+++ Document +++
Abraham Lincoln and Emancipation Proclamation (Essay Sample)
The paper adressed the significant role of abraham lincon in slaverly and the legacy he left on american history. It dscribed the emancipation and proclamation act that was advocated for by lincon.
it also outlined different perception of various scholars and their critics on the act. The impact it created on american history and also how the slaves involved benefited along with the general public
Abraham Lincoln and Emancipation Proclamation
Introduction and Thesis
Abraham's Lincoln position when it came to slavery in the United States is one of the most discussed issues in the American history. He was born on February 12, 1809, in Kentucky and served a four-year presidential term from March 4, 1861, to April 15, 1865. He died on April 15, 1865, in Washington, D.C. In his proclamation, Lincoln issued a presidential order on January 1, 1863, that changed the status of more than three million out of four million enslaved people in the southern parts of the United States. This was a measure to prevent civil war and protect the United States from European international restrictions. While most people across the world consider him a great leader who brought an end to slavery, some historians have different views about the leadership of Abraham Lincoln and the reasons behind introducing emancipation proclamation.
+++
= What to work on =
A - From the Lincoln essay, return the stretch from "The paper adressed" through "for by lincon." word for word.
B - Put this sentence from the Lincoln essay into Spanish: "He was born on February 12, 1809, in Kentucky and served a four-year presidential term from March 4, 1861, to April 15, 1865."
C - Carry on the essay about Lincoln and the Emancipation Proclamation from its last sentence.
+++ Rows +++
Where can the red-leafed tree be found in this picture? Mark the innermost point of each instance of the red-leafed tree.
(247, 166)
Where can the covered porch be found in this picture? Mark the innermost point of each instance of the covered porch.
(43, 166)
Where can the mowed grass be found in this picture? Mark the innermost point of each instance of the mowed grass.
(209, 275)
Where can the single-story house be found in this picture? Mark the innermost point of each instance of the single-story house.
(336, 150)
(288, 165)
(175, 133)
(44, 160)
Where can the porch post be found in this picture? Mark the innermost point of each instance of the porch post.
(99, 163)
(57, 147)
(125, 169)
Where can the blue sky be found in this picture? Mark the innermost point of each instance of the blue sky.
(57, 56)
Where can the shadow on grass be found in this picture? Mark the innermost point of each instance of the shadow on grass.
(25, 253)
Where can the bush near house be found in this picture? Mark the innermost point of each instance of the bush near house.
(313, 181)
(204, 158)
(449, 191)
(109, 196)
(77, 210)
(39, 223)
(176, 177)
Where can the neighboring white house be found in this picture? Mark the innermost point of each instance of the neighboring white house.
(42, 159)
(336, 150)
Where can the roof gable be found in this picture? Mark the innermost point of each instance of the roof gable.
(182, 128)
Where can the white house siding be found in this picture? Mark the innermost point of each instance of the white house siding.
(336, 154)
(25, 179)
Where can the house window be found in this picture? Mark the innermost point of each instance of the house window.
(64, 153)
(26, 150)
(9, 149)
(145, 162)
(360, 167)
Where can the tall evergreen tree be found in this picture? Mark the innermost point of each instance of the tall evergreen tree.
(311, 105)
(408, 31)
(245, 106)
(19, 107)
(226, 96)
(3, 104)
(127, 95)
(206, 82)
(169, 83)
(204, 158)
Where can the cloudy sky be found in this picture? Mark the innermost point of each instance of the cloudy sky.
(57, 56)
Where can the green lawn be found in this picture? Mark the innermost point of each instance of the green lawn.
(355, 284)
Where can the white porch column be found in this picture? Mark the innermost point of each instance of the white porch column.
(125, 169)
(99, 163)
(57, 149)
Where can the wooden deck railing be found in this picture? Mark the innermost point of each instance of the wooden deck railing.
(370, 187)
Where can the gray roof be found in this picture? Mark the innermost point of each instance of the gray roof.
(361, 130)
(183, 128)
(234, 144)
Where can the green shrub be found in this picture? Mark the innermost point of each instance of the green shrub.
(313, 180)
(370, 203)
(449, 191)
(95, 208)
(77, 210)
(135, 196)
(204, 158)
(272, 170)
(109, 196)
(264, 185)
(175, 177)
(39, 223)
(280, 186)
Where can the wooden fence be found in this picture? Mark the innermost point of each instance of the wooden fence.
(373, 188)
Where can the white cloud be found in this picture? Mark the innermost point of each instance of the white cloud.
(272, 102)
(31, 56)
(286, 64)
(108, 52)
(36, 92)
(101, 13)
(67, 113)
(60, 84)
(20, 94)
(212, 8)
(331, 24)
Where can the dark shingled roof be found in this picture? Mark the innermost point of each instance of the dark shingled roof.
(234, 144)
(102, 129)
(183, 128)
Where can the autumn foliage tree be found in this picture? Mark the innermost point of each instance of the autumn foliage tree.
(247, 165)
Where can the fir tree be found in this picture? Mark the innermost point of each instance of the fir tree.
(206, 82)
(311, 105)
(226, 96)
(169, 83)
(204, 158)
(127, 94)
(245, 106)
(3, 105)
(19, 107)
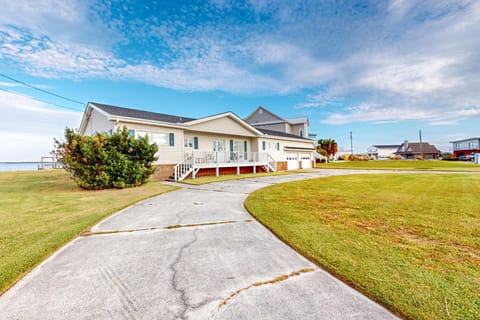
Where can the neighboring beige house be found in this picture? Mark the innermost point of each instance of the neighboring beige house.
(416, 150)
(382, 151)
(218, 144)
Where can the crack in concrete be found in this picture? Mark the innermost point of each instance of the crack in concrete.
(262, 283)
(176, 226)
(174, 281)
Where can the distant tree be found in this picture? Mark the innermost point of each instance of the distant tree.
(329, 146)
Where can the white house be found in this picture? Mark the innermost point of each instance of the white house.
(262, 118)
(217, 144)
(382, 151)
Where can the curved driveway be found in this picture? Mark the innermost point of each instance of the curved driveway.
(194, 253)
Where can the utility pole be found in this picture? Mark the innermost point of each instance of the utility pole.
(421, 146)
(351, 143)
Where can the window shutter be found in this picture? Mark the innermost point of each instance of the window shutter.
(195, 143)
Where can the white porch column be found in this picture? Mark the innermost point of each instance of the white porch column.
(238, 163)
(217, 170)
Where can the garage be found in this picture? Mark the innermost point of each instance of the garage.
(292, 161)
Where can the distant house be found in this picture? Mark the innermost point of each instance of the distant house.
(380, 151)
(415, 150)
(221, 143)
(465, 147)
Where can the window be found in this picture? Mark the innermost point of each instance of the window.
(188, 142)
(161, 139)
(195, 143)
(219, 145)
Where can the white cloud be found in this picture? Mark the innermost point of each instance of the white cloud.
(405, 59)
(29, 126)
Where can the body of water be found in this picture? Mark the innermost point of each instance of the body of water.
(18, 166)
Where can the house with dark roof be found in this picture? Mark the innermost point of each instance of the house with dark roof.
(416, 150)
(213, 145)
(382, 151)
(262, 118)
(466, 147)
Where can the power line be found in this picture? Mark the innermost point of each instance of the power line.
(39, 89)
(40, 100)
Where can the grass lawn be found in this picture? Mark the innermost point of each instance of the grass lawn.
(403, 165)
(42, 210)
(227, 177)
(410, 242)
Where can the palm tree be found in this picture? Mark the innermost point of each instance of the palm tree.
(328, 145)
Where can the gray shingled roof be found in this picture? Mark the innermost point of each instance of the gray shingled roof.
(140, 114)
(280, 134)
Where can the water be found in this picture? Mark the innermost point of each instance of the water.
(18, 166)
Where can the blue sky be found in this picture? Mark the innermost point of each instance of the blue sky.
(382, 69)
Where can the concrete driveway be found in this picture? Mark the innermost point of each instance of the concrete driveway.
(194, 253)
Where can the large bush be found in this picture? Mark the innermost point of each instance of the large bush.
(108, 161)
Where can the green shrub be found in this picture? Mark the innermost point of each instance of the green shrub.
(108, 161)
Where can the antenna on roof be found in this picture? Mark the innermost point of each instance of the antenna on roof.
(421, 147)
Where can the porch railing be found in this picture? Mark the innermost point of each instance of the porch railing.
(211, 157)
(197, 160)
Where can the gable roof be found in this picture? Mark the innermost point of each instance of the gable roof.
(185, 122)
(139, 114)
(267, 111)
(281, 134)
(297, 120)
(463, 140)
(414, 148)
(386, 146)
(228, 114)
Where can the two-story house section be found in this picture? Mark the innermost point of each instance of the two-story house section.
(262, 118)
(465, 147)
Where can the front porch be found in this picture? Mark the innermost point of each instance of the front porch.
(197, 160)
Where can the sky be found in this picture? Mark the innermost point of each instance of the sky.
(382, 70)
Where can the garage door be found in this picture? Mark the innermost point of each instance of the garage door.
(292, 162)
(306, 161)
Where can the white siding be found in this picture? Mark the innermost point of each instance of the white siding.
(98, 123)
(205, 140)
(166, 154)
(223, 126)
(281, 155)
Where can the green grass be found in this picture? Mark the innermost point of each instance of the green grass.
(227, 177)
(40, 211)
(410, 242)
(433, 165)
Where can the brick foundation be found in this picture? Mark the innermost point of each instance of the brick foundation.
(164, 171)
(225, 171)
(281, 165)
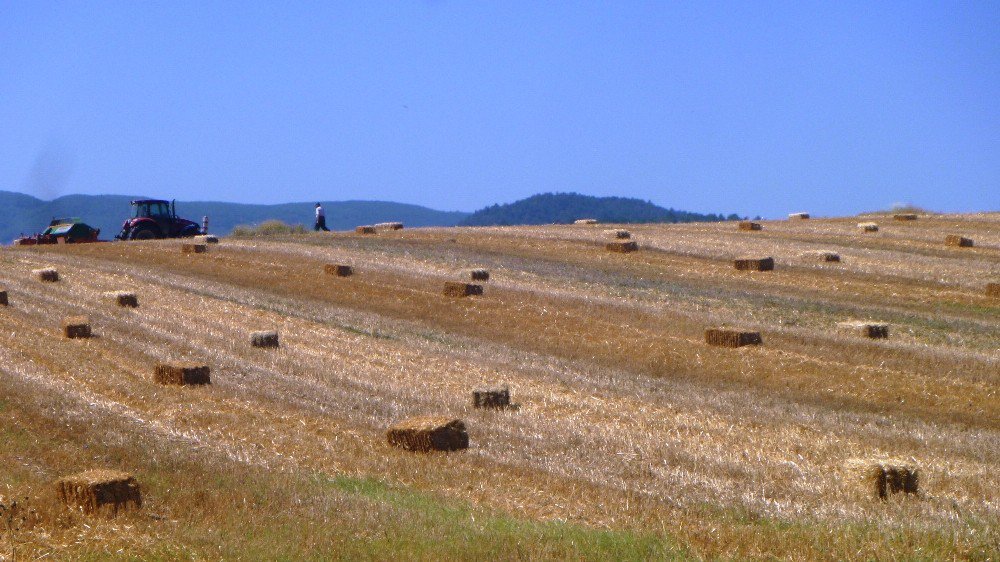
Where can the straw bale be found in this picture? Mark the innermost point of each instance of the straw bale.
(883, 478)
(872, 330)
(76, 327)
(123, 298)
(622, 247)
(457, 289)
(726, 337)
(956, 240)
(821, 255)
(429, 433)
(492, 398)
(267, 338)
(338, 269)
(99, 491)
(618, 233)
(181, 373)
(754, 264)
(47, 274)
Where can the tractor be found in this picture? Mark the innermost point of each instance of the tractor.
(155, 218)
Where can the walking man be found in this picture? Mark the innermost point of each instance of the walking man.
(320, 219)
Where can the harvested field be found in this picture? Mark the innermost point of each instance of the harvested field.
(632, 432)
(754, 264)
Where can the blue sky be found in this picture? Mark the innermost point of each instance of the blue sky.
(748, 107)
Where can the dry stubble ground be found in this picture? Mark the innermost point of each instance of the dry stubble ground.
(634, 439)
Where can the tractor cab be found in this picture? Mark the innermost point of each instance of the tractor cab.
(156, 218)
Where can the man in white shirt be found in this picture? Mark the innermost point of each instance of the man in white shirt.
(320, 219)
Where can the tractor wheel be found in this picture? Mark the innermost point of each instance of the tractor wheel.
(143, 234)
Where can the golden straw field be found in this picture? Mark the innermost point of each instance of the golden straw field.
(634, 439)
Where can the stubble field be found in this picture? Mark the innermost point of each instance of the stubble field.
(634, 439)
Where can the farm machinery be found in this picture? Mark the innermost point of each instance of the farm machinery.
(62, 231)
(155, 218)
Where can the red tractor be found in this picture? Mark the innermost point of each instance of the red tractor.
(155, 218)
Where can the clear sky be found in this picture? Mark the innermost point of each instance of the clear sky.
(747, 107)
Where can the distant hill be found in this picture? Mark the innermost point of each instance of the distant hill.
(563, 208)
(21, 213)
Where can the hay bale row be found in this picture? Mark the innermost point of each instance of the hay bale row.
(184, 373)
(754, 264)
(458, 289)
(871, 330)
(268, 338)
(622, 247)
(429, 433)
(725, 337)
(959, 241)
(618, 233)
(75, 327)
(338, 269)
(99, 491)
(46, 274)
(822, 255)
(881, 479)
(123, 298)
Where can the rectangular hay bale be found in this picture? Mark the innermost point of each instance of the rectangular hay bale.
(622, 247)
(46, 274)
(754, 264)
(76, 327)
(866, 329)
(268, 338)
(99, 491)
(491, 398)
(457, 289)
(123, 298)
(429, 433)
(956, 240)
(881, 479)
(725, 337)
(185, 373)
(338, 269)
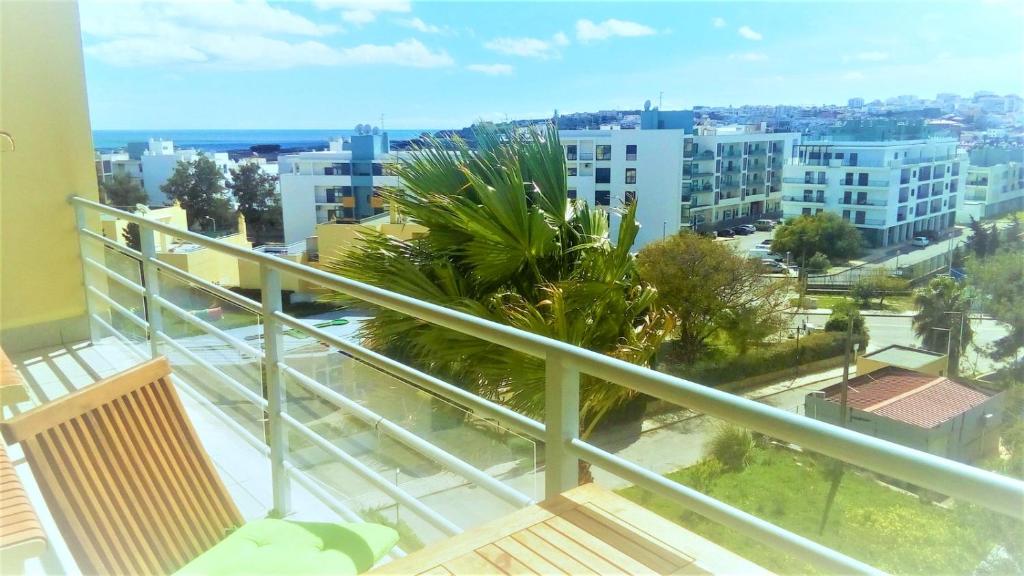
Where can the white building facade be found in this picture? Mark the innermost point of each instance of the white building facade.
(341, 183)
(890, 190)
(994, 184)
(714, 178)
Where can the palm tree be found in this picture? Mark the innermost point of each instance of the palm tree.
(942, 323)
(506, 244)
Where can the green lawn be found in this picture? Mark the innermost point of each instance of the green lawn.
(892, 303)
(889, 529)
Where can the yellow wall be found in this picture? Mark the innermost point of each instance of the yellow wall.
(43, 107)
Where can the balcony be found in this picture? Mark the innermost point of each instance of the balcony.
(804, 199)
(297, 414)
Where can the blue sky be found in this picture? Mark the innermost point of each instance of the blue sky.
(332, 64)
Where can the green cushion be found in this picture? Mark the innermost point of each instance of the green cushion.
(281, 546)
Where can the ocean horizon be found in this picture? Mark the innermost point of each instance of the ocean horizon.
(221, 140)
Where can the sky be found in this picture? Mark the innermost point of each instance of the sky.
(333, 64)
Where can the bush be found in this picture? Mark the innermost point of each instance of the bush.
(840, 318)
(818, 262)
(818, 345)
(731, 446)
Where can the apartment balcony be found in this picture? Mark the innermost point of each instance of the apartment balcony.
(804, 199)
(299, 417)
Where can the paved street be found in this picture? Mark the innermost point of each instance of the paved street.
(888, 330)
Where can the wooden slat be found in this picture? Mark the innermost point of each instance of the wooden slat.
(471, 564)
(532, 559)
(125, 475)
(18, 523)
(505, 562)
(586, 548)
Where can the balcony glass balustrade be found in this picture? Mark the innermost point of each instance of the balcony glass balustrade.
(293, 388)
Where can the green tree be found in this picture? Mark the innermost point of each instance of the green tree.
(999, 280)
(505, 243)
(712, 289)
(824, 232)
(199, 187)
(123, 192)
(257, 198)
(943, 323)
(878, 285)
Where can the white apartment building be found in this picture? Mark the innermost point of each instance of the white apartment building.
(161, 158)
(890, 190)
(341, 183)
(994, 183)
(716, 177)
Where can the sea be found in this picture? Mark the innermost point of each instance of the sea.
(222, 140)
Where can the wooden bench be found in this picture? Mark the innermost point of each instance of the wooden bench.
(587, 530)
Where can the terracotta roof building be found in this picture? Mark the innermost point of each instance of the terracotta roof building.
(936, 414)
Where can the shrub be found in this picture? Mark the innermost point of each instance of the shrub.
(818, 345)
(839, 319)
(706, 472)
(731, 446)
(818, 262)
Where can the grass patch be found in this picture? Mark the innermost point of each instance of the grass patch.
(889, 529)
(892, 303)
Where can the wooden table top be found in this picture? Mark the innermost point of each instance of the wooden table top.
(587, 530)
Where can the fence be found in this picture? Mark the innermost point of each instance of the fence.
(559, 430)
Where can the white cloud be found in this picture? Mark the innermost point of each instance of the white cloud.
(749, 56)
(364, 11)
(528, 47)
(749, 33)
(231, 34)
(871, 56)
(491, 69)
(588, 31)
(418, 24)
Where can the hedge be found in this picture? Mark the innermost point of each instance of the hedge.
(815, 346)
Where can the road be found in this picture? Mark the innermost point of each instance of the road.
(888, 330)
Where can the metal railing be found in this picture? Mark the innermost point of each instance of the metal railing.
(560, 429)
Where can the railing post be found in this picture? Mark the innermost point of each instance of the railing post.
(561, 420)
(272, 348)
(90, 310)
(151, 281)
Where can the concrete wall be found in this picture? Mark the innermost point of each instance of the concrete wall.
(43, 107)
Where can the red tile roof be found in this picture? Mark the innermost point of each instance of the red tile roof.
(909, 397)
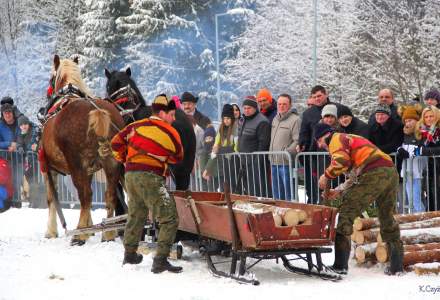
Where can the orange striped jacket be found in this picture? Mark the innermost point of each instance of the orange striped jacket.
(352, 151)
(148, 145)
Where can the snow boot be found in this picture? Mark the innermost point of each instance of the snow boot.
(160, 264)
(342, 254)
(132, 258)
(395, 249)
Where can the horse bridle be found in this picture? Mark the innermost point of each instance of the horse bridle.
(125, 94)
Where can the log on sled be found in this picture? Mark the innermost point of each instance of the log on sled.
(254, 236)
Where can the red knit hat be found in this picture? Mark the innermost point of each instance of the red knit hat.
(265, 93)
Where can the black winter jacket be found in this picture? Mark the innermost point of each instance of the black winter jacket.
(388, 137)
(357, 127)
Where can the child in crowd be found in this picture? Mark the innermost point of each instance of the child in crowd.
(412, 165)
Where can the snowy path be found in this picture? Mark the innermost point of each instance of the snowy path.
(32, 267)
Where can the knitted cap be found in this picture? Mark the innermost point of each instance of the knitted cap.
(251, 101)
(383, 108)
(23, 120)
(264, 93)
(410, 112)
(228, 111)
(344, 111)
(188, 97)
(161, 103)
(7, 99)
(7, 107)
(322, 129)
(433, 94)
(329, 110)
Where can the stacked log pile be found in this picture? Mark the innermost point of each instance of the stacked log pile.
(420, 234)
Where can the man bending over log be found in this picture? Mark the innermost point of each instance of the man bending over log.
(146, 147)
(377, 181)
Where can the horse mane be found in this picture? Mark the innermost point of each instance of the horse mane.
+++
= Exercise results =
A -
The paper adressed the significant role of abraham lincon in slaverly and the legacy he left on american history. It dscribed the emancipation and proclamation act that was advocated for by lincon.

B - Nació el 12 de febrero de 1809 en Kentucky y cumplió un mandato presidencial de cuatro años, del 4 de marzo de 1861 al 15 de abril de 1865.

C -
The order included a provision known as compensated emancipation whereby a person who was recognized as the owner of a slave was to be compensated by a period of labor or monetarily for releasing the slave (Vorenberg 27). Both black and white abolitions supported the immediate emancipation of all enslaved African Americans however, slaveholders in the Border States did not support this idea (Masur 521). In addition, the proclamation also ordered that suitable persons among those freed to be enrolled into paid service, to be recognized and to maintain their freedom. However, this was not the case because the proclamation did not compensate the owners, neither did it grant citizenship to the freed slaves nor outlaw slavery completely. In this paper, am going to look at Abraham Lincoln's emancipation proclamation act, his position on slavery, and how the historians view emancipation proclamation and factors that led to this move.
Lincoln's Position on Slavery and Emancipation Proclamation
Literally, slavery was a term used in ancient America to mean an unqualified and unfair evil to the Negro, the white man, and the State at large. Although Lincoln as an individual hated slavery, in his inaugural speech he stated clearly that in his plans as the president, he had no purpose of interfering with slavery in the United States (Campbell & Tanya 137). However, this was because he was bound by the constitution that protected slavery and also, he feared that some states that embraced slavery would turn against his presidency. He also had little knowledge of military affairs in case a war started (Vorenberg 36). These were some of the factors that hampered Lincoln's fight against slavery.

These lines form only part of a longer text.